- **PROVIDED DATA**
● ● ●
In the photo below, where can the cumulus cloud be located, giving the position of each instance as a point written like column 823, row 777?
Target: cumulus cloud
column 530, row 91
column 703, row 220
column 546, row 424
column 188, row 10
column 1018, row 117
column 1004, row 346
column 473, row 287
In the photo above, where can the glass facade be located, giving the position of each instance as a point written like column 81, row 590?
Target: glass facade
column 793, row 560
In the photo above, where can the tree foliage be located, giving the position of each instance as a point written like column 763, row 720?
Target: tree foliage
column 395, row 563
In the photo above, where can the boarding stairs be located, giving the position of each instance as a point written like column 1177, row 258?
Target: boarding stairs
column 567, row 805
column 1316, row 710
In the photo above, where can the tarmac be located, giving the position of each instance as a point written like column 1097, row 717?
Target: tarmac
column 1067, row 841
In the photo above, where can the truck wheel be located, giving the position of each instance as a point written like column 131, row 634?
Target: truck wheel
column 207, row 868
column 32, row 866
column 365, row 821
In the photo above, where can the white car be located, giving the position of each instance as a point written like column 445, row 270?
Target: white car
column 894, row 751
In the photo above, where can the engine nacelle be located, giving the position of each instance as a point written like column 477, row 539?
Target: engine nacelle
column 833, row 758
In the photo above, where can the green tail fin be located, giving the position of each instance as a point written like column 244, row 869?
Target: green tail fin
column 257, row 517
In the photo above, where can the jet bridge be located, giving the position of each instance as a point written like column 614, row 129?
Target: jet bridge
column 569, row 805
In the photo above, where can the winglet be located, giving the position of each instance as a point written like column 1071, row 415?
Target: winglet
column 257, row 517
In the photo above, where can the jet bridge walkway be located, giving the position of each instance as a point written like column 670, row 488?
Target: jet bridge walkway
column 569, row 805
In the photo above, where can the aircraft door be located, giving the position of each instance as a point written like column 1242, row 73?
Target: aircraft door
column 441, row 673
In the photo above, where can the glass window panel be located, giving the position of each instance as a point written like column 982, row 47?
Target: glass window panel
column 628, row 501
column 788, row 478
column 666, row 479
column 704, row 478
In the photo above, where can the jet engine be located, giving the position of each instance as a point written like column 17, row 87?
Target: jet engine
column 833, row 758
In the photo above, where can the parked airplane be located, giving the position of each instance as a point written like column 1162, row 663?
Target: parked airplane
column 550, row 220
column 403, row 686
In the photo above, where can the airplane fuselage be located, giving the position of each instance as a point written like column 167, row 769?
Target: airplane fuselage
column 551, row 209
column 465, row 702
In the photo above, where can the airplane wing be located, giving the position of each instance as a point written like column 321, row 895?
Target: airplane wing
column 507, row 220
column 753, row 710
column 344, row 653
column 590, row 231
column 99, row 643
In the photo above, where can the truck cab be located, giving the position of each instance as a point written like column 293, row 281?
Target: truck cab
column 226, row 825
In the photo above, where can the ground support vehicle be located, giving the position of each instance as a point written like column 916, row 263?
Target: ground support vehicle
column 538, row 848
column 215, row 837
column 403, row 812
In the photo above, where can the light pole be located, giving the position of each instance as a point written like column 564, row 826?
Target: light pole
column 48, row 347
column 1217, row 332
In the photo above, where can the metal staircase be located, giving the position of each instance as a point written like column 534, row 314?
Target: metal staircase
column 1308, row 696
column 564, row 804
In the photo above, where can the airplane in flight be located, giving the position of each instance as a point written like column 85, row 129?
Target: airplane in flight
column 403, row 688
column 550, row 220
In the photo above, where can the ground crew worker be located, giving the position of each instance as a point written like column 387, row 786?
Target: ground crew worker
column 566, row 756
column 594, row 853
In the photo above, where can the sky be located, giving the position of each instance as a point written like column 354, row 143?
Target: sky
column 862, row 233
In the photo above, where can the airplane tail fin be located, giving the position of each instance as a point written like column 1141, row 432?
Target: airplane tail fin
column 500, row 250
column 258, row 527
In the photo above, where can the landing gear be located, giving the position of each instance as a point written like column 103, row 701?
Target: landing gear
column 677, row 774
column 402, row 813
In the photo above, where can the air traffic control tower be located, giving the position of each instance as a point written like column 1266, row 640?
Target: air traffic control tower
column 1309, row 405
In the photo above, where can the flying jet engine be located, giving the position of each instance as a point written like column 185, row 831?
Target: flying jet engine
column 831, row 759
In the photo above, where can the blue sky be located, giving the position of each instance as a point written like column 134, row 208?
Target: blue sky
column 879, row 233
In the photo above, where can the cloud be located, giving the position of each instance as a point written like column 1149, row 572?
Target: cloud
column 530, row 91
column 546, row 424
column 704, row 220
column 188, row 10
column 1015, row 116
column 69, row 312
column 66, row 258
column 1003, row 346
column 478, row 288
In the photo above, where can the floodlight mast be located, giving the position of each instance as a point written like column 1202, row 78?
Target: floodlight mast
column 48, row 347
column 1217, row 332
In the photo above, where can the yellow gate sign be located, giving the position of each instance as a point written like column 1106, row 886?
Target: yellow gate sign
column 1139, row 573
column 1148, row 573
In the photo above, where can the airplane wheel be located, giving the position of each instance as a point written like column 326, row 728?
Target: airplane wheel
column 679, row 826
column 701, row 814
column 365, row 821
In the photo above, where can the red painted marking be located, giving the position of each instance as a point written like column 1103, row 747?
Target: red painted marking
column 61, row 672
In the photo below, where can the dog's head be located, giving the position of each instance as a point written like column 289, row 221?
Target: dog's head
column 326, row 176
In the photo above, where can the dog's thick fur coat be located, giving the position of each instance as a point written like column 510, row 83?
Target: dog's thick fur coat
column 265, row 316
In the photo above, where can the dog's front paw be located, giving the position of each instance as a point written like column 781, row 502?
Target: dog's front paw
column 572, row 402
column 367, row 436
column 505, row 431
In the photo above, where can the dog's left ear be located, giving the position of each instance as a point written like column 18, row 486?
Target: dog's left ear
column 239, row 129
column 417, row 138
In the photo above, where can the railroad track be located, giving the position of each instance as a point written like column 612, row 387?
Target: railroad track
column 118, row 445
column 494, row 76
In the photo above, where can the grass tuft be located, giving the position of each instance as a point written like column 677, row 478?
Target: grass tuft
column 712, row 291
● ● ●
- **GIVEN TASK**
Output the rows between the line containing "In the photo above, where can the sky" and the line containing "column 402, row 813", inclusive, reproducing each line verbatim.

- **SOLUTION TO THE EXERCISE**
In the photo above, where can the sky be located, giving the position of each instance as a point written like column 354, row 143?
Target: sky
column 862, row 233
In the photo above, where can the airplane tail fin be located, giving the position of each instance as a point written like column 1141, row 432?
Target: airplane tail fin
column 500, row 250
column 258, row 527
In the photo above, where can the landing gear be located, giving the position of each instance as a point written like column 103, row 701?
Target: landing gear
column 677, row 774
column 402, row 813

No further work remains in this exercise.